Lynd Ward, 80, an author, artist, and book illustrator who moved to the Washington area from New Jersey six years ago, died of Alzheimer's disease June 28 at his home in Reston.
Mr. Ward was born in Chicago. He graduated from Columbia University and studied printmaking in Germany during the 1920s. He produced "woodcut novels" during the Depression years in which only his unique illustrations were used to create a narrative about social and artistic issues.
His most noted work was "The Biggest Bear," a children's book that he wrote and illustrated in 1952. For his efforts, he received the Randolph Caldecott Medal for the most distinguished American picture book of 1952. He also illustrated numerous books written by his wife, May McNeer Ward.

========================================================================

* Work instructions *
A. Decide whether each statement agrees with the Lynd Ward obituary, and support each yes or no with the deciding words from the text. (i) Ward was born in Chicago. (ii) Ward studied printmaking in France. (iii) Ward wrote and illustrated "The Biggest Bear" in 1952.
B. Write the next part of the Lynd Ward obituary, starting after its final sentence.
The records are separate material with no connection to the Lynd Ward obituary.

* Data supplied *
========================================================================

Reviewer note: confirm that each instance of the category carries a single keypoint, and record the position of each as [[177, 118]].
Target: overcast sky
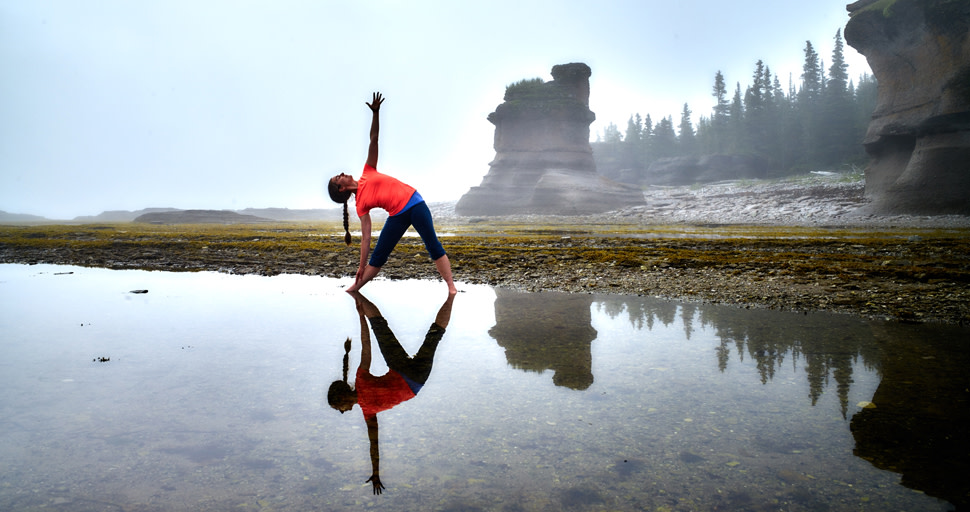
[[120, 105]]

========================================================================

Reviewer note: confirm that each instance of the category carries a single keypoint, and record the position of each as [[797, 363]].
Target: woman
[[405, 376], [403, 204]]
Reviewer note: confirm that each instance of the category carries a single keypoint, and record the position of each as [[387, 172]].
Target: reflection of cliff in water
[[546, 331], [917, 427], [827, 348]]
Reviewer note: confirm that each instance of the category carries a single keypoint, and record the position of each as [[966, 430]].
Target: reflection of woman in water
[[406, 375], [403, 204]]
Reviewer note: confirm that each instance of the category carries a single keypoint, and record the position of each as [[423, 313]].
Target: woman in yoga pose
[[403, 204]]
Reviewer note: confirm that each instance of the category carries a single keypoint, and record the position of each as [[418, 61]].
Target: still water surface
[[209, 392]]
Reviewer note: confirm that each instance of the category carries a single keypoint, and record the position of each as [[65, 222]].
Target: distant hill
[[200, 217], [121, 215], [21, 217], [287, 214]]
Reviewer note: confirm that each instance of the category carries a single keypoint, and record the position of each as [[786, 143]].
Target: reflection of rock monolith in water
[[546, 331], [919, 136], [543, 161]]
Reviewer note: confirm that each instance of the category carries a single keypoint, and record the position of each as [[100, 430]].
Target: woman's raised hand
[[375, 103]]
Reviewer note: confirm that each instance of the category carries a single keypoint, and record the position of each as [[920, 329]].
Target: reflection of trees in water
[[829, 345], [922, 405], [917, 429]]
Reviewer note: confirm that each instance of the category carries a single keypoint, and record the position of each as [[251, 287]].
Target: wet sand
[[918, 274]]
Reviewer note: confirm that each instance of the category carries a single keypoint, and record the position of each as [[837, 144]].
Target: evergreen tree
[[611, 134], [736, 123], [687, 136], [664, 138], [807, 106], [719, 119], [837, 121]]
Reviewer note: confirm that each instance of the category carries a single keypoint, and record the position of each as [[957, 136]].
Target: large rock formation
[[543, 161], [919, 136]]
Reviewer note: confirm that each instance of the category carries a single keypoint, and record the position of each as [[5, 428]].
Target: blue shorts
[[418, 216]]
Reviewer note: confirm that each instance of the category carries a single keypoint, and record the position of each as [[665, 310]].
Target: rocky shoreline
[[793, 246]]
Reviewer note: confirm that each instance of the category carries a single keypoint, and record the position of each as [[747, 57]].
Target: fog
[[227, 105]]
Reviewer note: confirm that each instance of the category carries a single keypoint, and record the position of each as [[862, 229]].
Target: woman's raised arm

========================================================================

* Answers to this exercise *
A.
(i) Yes: "Mr. Ward was born in Chicago."
(ii) No: "studied printmaking in Germany during the 1920s."
(iii) Yes: "a children's book that he wrote and illustrated in 1952."

B.
Mr. Ward received many awards and prizes for his artistic ability. Collections of his work are found at the Library of Congress and the Victoria and Albert Museum in London. He retired for medical reasons in 1979 and moved from Cresskill, N.J. to this area.
He was a director of the National Academy of Design, and had been president of the Society of Graphic Artists. He was a member of the Society of Illustrators and an honorary fellow of the Royal Society of Printers-Etchers and Engravers.
In addition to his wife, of Reston, survivors include two daughters, Nanda Ward of Reston, and Robin Ward Savage of Great Falls; a brother, Gordon H., of Gwynedd, Pa., and four grandchildren.